--- Task input Enclosed Below ---

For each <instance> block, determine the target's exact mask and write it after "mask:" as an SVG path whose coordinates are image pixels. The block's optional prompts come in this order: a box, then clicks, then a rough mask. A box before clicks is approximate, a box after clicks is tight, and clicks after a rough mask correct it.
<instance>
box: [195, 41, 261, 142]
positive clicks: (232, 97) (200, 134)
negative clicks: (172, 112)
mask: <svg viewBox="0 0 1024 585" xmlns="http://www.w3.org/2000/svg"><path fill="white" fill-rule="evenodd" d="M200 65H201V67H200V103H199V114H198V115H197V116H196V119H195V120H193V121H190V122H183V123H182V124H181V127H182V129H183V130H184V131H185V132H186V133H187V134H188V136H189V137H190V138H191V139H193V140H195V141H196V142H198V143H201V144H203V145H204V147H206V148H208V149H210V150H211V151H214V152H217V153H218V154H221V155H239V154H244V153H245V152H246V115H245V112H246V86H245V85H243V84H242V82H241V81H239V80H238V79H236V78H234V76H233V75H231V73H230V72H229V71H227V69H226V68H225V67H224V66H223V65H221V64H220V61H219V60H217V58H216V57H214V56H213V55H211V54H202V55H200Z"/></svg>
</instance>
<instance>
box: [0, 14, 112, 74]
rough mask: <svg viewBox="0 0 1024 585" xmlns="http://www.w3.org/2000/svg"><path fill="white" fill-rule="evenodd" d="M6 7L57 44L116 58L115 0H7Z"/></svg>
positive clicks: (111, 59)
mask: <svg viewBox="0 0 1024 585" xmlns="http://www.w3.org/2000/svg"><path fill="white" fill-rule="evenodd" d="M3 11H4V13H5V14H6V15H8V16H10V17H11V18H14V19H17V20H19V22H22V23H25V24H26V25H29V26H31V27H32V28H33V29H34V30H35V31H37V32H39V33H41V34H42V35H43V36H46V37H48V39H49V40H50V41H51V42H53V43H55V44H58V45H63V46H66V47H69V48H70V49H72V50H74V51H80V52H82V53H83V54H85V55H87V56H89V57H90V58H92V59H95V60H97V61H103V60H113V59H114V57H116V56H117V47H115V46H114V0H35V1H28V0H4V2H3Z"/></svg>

--- End of Enclosed Task input ---

• [Problem] Your answer should consist of the lines above that hold the word "instance", copied exactly.

• [Completed task]
For each <instance> block, determine the target's exact mask and write it after "mask:" as an SVG path whose coordinates are image pixels. The block's optional prompts come in this order: a box, then clicks, then a rough mask. A box before clicks is approximate, a box after clicks is tight, and clicks after a rough mask correct it.
<instance>
</instance>
<instance>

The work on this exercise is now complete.